JOBS:
1. In the post on panhandlers and prostitutes as advertising media, which ad agency created the campaign for CFRB 1010?
2. Using the post on panhandlers and prostitutes as advertising media, decide whether each statement agrees with it. Answer yes or no, and quote the deciding words. (a) The author first wrote about "Bumvertising" in 2005. (b) The prostitutes' signs asked whether prostitution should be illegal. (c) It was raining on Saturday night at the corner of Jarvis and Carlton streets.
3. Continue the post on panhandlers and prostitutes as advertising media from its final sentence.

DOCUMENT PASSAGE:
────────────────

Prostitutes and Panhandlers as Advertising Media

Back in 2005 I wrote about “Bumvertising,” the unfortunate name given by Ben Rogovy to his company’s practice of hiring homeless people to hold placards with ads on them. The practice was roundly criticized — people thought it tasteless at best, and perhaps seriously exploitative. (I offered a limited defence: the name “Bumvertising is demeaning, but Rogovy was actually providing employment to people who desperately need it — which is more than most of us do for them.)

Now a Toronto radio station is playing on the same turf: an ad campaign for talk-radio CFRB has panhandlers holding signs that say “Should panhandling be illegal?” and prostitutes holding signs that ask “Should prostitution be legal?”

Here’s the story, from the National Post: Ad agency hires prostitutes for talk-radio stunt

As the snow fell Saturday night at the corner of Jarvis and Carlton streets, vehicles slowed to watch two sex workers on the corner. Some drivers honked. Others rolled down their windows to talk about the law.

The women held signs with a question: “Should prostitution be legal?”

The stunt is part of a controversial ad campaign created by the zig ad agency for CFRB 1010; it is its latest ploy to get people talking about issues in Toronto.

────────────────

GIVEN RECORDS:
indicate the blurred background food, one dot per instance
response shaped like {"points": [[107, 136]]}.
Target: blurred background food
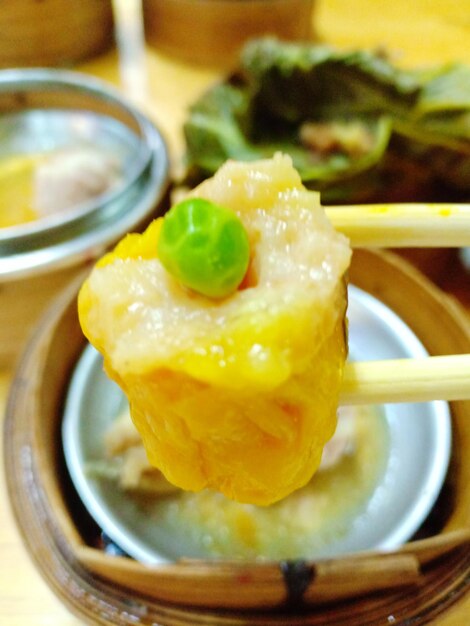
{"points": [[79, 167], [207, 524]]}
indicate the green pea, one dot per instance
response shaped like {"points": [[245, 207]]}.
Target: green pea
{"points": [[205, 246]]}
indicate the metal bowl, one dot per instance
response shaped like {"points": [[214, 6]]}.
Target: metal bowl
{"points": [[46, 109]]}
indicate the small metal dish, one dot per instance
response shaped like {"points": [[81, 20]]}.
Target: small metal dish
{"points": [[45, 110], [417, 457]]}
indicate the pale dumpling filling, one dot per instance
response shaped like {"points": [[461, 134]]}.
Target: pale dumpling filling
{"points": [[238, 395]]}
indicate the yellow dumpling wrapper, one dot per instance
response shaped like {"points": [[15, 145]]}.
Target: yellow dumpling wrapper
{"points": [[237, 395]]}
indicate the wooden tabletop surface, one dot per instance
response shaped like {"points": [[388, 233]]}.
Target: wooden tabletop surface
{"points": [[416, 32]]}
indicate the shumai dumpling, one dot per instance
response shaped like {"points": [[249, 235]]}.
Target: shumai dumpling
{"points": [[237, 394]]}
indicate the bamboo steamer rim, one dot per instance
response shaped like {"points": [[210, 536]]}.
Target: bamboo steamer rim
{"points": [[48, 522]]}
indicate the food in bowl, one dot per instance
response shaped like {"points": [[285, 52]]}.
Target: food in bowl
{"points": [[207, 524], [237, 394], [36, 185]]}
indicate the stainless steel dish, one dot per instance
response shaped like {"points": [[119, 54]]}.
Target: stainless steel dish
{"points": [[46, 109]]}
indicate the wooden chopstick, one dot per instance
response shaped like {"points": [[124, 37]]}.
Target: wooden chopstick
{"points": [[403, 225], [407, 380]]}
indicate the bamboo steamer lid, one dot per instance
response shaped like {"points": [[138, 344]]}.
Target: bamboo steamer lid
{"points": [[53, 32]]}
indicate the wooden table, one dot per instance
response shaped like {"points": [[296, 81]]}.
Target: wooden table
{"points": [[417, 32]]}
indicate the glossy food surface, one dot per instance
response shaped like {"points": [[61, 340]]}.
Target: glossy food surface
{"points": [[238, 395]]}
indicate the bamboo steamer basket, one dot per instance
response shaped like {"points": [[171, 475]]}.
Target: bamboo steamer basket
{"points": [[53, 32], [425, 580], [38, 259], [211, 32]]}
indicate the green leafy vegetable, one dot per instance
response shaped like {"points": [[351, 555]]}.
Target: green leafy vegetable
{"points": [[357, 128]]}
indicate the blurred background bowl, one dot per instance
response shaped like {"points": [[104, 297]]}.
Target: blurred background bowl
{"points": [[211, 32], [45, 112]]}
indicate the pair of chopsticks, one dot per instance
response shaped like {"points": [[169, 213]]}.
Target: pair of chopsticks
{"points": [[405, 225]]}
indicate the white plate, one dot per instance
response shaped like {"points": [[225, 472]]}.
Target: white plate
{"points": [[419, 449]]}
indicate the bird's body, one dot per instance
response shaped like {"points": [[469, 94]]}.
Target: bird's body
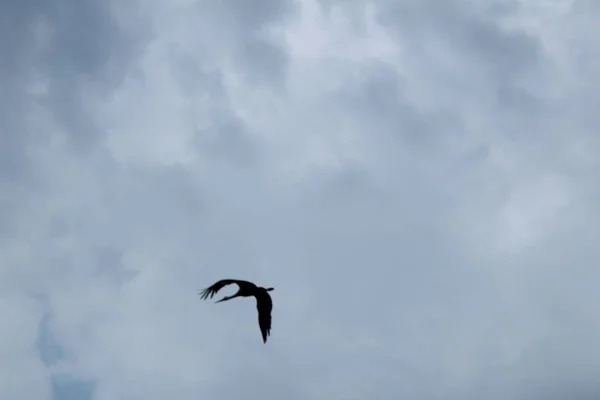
{"points": [[264, 304]]}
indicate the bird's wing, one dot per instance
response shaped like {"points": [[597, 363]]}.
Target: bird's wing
{"points": [[210, 291], [264, 305]]}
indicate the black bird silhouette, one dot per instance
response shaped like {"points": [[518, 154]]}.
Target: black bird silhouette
{"points": [[264, 305]]}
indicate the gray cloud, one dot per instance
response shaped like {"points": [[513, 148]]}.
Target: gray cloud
{"points": [[415, 179]]}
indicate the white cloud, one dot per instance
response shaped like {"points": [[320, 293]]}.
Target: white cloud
{"points": [[415, 178]]}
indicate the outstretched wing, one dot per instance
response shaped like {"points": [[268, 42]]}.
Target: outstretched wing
{"points": [[264, 305], [210, 291]]}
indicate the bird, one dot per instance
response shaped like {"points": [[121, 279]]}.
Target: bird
{"points": [[264, 304]]}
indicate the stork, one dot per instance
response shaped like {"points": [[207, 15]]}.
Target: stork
{"points": [[264, 305]]}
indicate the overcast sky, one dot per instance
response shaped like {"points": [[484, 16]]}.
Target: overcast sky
{"points": [[417, 179]]}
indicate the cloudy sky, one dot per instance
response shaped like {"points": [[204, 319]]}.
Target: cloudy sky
{"points": [[418, 179]]}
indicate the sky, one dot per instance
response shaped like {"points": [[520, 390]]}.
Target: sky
{"points": [[417, 179]]}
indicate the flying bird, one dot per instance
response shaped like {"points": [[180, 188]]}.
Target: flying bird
{"points": [[264, 305]]}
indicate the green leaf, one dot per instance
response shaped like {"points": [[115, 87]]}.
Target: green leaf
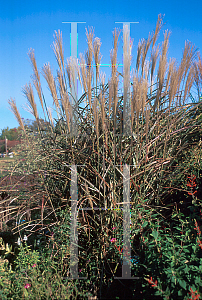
{"points": [[183, 284], [154, 234], [145, 224]]}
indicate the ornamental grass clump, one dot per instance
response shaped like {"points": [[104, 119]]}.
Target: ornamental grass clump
{"points": [[158, 145]]}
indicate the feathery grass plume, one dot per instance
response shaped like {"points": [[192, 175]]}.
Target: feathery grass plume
{"points": [[83, 72], [72, 69], [139, 53], [189, 83], [113, 83], [172, 62], [89, 64], [97, 57], [126, 74], [198, 75], [189, 54], [145, 49], [36, 77], [47, 74], [96, 116], [58, 49], [197, 79], [16, 113], [113, 52], [174, 77], [28, 91], [64, 98], [162, 69], [159, 25], [50, 115], [136, 98], [154, 57]]}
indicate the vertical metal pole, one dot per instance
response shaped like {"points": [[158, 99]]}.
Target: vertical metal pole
{"points": [[73, 228], [6, 145]]}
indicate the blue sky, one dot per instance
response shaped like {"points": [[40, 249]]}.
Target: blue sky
{"points": [[31, 24]]}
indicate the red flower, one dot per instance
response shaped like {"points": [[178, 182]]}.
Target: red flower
{"points": [[113, 240], [193, 296], [153, 284]]}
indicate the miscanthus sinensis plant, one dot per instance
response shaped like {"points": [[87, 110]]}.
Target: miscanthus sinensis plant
{"points": [[163, 125]]}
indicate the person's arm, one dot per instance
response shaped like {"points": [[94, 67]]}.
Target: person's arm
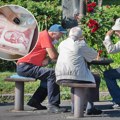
{"points": [[110, 47], [10, 15], [88, 53]]}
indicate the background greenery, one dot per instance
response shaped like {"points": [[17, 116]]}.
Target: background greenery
{"points": [[48, 12]]}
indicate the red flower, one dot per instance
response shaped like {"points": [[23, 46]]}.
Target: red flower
{"points": [[93, 25], [90, 9], [90, 6]]}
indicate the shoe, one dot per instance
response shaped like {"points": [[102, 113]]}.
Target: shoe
{"points": [[36, 105], [56, 109], [116, 106], [93, 111]]}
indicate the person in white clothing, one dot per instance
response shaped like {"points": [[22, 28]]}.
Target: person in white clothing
{"points": [[71, 64], [111, 76]]}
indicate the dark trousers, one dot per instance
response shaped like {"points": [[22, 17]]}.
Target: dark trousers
{"points": [[48, 82]]}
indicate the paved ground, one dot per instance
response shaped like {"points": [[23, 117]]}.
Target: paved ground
{"points": [[7, 113]]}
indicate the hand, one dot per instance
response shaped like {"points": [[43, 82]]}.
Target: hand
{"points": [[10, 15], [109, 33], [45, 62]]}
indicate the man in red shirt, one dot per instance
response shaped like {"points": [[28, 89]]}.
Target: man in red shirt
{"points": [[32, 65]]}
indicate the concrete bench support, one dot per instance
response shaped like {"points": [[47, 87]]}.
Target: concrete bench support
{"points": [[19, 90], [80, 96]]}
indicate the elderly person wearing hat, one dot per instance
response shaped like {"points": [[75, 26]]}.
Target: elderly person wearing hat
{"points": [[111, 76], [71, 64], [32, 65]]}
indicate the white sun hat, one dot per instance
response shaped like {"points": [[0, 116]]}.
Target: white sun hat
{"points": [[117, 24]]}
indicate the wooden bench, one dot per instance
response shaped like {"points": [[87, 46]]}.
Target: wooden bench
{"points": [[80, 96], [19, 89]]}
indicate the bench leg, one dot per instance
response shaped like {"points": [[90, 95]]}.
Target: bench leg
{"points": [[79, 101], [19, 96]]}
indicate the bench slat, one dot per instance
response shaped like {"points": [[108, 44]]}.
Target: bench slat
{"points": [[88, 85], [18, 78]]}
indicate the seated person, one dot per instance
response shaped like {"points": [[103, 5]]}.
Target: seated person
{"points": [[71, 64]]}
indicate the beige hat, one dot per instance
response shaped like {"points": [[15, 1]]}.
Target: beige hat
{"points": [[76, 32], [117, 24]]}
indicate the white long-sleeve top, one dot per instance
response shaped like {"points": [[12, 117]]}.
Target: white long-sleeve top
{"points": [[71, 63]]}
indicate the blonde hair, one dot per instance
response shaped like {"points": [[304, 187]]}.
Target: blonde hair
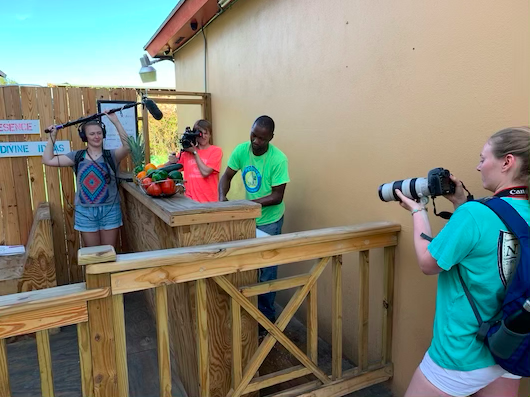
{"points": [[515, 141]]}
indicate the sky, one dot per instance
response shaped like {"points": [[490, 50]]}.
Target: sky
{"points": [[81, 42]]}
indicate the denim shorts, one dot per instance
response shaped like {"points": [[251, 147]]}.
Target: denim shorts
{"points": [[100, 217]]}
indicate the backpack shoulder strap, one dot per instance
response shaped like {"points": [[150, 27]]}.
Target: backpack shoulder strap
{"points": [[107, 156], [79, 156], [511, 218]]}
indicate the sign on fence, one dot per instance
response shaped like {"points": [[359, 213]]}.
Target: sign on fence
{"points": [[14, 127], [127, 117], [26, 149]]}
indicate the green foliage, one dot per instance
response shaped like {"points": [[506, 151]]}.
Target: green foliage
{"points": [[163, 134]]}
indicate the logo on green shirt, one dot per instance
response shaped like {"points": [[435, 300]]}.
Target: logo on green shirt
{"points": [[251, 179]]}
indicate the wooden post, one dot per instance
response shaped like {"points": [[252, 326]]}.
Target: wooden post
{"points": [[237, 354], [388, 304], [336, 315], [202, 338], [312, 324], [5, 389], [162, 335], [85, 360], [102, 340], [45, 363], [362, 334], [121, 344]]}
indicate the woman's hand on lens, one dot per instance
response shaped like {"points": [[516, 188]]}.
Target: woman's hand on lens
{"points": [[172, 158], [407, 203], [192, 148], [112, 116], [459, 197]]}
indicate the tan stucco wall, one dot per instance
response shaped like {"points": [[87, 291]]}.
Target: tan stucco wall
{"points": [[365, 92]]}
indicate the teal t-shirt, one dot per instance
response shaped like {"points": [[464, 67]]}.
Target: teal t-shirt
{"points": [[260, 174], [477, 239]]}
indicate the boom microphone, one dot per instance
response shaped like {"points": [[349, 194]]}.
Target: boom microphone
{"points": [[153, 109], [150, 105]]}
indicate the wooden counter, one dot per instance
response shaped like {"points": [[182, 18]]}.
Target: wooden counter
{"points": [[160, 223]]}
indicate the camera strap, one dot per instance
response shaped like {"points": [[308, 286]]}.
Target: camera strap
{"points": [[514, 192]]}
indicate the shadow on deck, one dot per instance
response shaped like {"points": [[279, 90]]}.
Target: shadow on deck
{"points": [[142, 359]]}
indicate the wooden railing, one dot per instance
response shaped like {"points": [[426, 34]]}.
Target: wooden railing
{"points": [[109, 276]]}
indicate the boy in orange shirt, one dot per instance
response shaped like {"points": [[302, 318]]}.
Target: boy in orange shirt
{"points": [[201, 164]]}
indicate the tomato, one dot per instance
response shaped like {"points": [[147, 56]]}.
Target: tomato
{"points": [[168, 186], [146, 182], [154, 190]]}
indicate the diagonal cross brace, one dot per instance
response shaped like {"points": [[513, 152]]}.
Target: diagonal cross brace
{"points": [[275, 330]]}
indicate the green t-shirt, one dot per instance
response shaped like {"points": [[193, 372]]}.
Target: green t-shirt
{"points": [[260, 174], [477, 239]]}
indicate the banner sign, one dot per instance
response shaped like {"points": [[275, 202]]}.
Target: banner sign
{"points": [[26, 149], [15, 127]]}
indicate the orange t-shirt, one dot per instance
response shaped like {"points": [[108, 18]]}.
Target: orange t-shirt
{"points": [[199, 188]]}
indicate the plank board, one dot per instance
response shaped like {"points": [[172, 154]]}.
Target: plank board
{"points": [[102, 342], [10, 223], [40, 319], [135, 280], [39, 262], [5, 388], [180, 210], [66, 176], [36, 168], [49, 298], [44, 105], [45, 363], [73, 238], [19, 167]]}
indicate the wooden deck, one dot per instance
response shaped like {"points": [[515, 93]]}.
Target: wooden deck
{"points": [[142, 359]]}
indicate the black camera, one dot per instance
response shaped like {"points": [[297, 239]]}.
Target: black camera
{"points": [[437, 183], [189, 138]]}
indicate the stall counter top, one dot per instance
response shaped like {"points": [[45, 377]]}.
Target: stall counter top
{"points": [[180, 210]]}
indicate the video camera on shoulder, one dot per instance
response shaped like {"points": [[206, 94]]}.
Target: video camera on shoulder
{"points": [[189, 138], [437, 183]]}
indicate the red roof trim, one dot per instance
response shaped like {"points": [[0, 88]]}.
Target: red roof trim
{"points": [[177, 24]]}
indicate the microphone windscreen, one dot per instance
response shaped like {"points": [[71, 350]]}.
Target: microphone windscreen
{"points": [[153, 109]]}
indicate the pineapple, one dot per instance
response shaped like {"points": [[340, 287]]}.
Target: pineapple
{"points": [[137, 147]]}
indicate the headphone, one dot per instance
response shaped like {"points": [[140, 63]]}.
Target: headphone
{"points": [[81, 129]]}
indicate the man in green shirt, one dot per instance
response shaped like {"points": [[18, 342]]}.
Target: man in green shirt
{"points": [[264, 169]]}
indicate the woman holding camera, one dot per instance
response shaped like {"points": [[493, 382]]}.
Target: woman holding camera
{"points": [[476, 242], [201, 164]]}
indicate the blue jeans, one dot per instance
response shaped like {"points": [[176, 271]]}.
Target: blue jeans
{"points": [[266, 301]]}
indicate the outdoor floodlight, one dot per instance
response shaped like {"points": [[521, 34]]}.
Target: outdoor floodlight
{"points": [[147, 71]]}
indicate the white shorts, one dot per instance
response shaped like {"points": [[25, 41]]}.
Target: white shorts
{"points": [[461, 383]]}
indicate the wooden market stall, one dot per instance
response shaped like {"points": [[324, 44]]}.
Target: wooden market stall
{"points": [[161, 223]]}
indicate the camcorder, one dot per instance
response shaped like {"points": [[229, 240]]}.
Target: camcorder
{"points": [[189, 138], [437, 183]]}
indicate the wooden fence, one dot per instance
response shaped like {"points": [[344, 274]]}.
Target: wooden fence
{"points": [[99, 311], [25, 182]]}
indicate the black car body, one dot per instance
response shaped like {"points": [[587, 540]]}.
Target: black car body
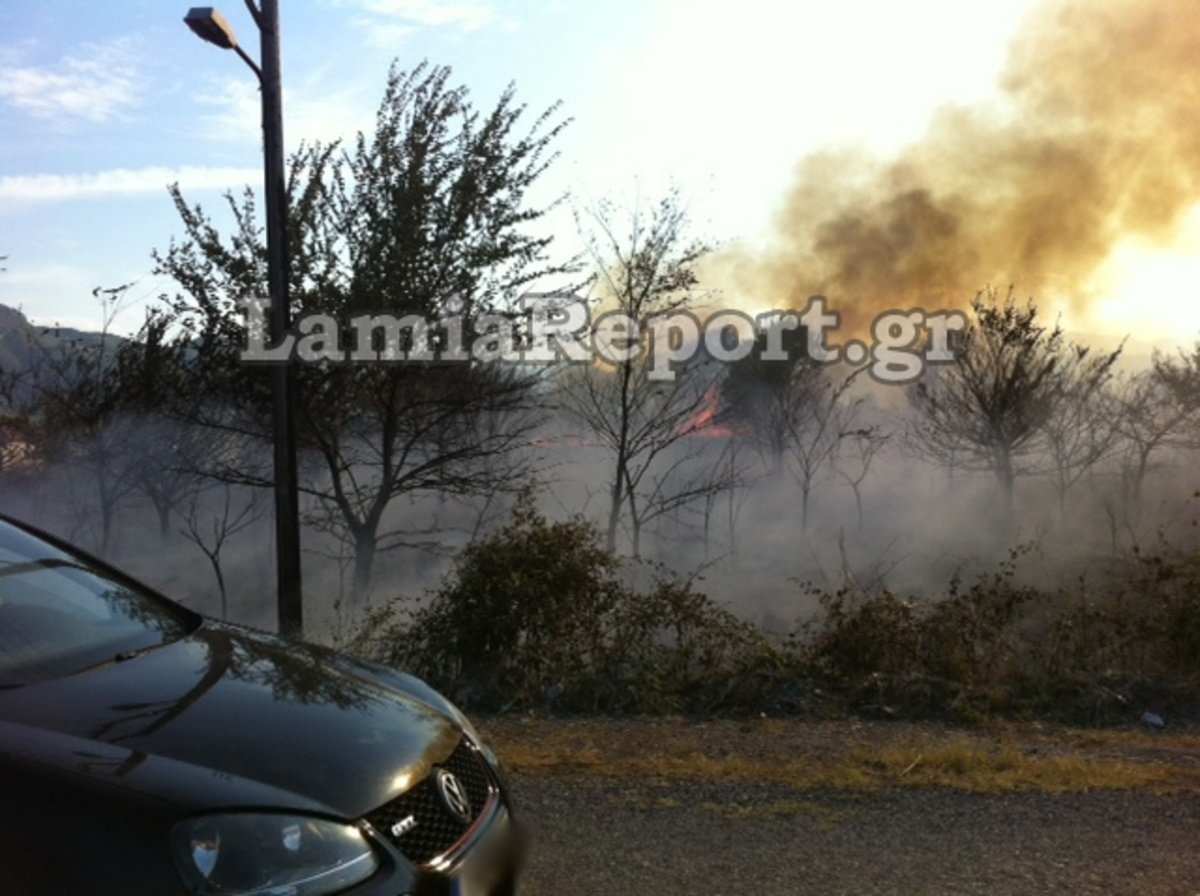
{"points": [[149, 750]]}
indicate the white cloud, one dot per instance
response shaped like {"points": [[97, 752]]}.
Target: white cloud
{"points": [[311, 112], [93, 85], [121, 181], [465, 16]]}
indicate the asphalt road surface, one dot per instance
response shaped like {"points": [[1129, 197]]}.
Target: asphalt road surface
{"points": [[609, 836]]}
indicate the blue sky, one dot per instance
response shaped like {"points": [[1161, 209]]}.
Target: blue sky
{"points": [[103, 104]]}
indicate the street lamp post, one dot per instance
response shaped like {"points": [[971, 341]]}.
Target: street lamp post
{"points": [[210, 25]]}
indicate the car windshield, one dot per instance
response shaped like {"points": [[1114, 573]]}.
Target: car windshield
{"points": [[59, 614]]}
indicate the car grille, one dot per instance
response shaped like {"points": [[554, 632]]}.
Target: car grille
{"points": [[436, 830]]}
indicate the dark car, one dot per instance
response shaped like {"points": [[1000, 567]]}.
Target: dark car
{"points": [[147, 750]]}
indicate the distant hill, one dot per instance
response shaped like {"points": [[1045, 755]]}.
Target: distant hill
{"points": [[23, 344]]}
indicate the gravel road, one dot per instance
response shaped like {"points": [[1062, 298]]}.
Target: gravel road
{"points": [[622, 836]]}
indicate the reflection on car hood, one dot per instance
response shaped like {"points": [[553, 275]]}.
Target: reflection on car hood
{"points": [[234, 702]]}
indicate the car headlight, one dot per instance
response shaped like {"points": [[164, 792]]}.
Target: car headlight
{"points": [[265, 854]]}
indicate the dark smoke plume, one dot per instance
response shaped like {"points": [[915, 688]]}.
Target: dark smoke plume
{"points": [[1096, 139]]}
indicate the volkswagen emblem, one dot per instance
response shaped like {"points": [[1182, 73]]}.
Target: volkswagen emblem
{"points": [[454, 795]]}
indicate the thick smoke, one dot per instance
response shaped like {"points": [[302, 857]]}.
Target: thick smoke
{"points": [[1095, 139]]}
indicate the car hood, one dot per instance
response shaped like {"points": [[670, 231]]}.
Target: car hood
{"points": [[231, 703]]}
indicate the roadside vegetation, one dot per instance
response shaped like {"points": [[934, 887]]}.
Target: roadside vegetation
{"points": [[541, 617]]}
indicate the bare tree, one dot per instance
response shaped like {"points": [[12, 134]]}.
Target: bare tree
{"points": [[989, 409], [645, 270], [1080, 432], [425, 217], [1156, 410]]}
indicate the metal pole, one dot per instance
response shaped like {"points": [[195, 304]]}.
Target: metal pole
{"points": [[287, 499]]}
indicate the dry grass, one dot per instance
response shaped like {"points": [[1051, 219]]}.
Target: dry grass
{"points": [[852, 756]]}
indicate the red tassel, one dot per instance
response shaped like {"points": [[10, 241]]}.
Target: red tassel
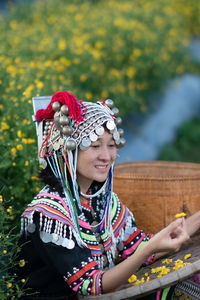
{"points": [[64, 97]]}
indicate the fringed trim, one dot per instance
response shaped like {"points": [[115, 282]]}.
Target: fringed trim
{"points": [[52, 230]]}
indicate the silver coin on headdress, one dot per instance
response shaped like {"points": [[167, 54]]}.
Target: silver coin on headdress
{"points": [[66, 130], [86, 142], [82, 147], [56, 106], [70, 144], [117, 141], [99, 130], [115, 111], [71, 244], [109, 103], [116, 135], [64, 120], [110, 125], [121, 132], [54, 237], [45, 237], [118, 121], [64, 109], [65, 243], [93, 137]]}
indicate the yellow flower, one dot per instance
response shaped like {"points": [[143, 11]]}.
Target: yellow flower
{"points": [[104, 94], [19, 147], [19, 133], [28, 141], [88, 95], [62, 45], [39, 84], [9, 210], [132, 278], [180, 215], [187, 256], [83, 77], [28, 90], [167, 261], [131, 72], [22, 263], [4, 126]]}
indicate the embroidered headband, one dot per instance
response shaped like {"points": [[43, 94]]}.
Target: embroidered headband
{"points": [[69, 123]]}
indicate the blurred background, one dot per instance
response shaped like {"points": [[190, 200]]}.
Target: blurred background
{"points": [[145, 55]]}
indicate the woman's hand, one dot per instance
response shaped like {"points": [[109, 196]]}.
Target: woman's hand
{"points": [[170, 238]]}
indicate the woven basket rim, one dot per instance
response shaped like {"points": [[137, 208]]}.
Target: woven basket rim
{"points": [[157, 165]]}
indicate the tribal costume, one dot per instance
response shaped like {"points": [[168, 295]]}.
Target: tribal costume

────────────────

ANSWERS FOR THIS EXERCISE:
1. The zig ad agency created it.

2.
(a) Yes: "Back in 2005 I wrote about “Bumvertising,”"
(b) No: "prostitutes holding signs that ask “Should prostitution be legal?”"
(c) No: "As the snow fell Saturday night at the corner of Jarvis and Carlton streets"

3.
Again, as with Rogovy’s Bumvertising, I don’t see much of a problem here. Indeed, I can see even more plusses, here: the prostitutes in question were paid the “normal fee that they would get for a job,” for carrying a sign for an hour — in other words, they were paid the usual, to do a safer-than-usual job.

Now, the prostitutes involved clearly thought this was a good deal; advocates claiming to represent those same prostitutes disagreed, calling it exploitative. But as is so often the case, the charge of exploitation received no useful explanation: if “hiring” counts as “using,” then all employed people are being used. Is it “use” in the negative sense, just because they were being used to draw attention to an issue — and to provoke public debate? That doesn’t make sense: they were carrying signs asking a question that they have a legitimate stake in.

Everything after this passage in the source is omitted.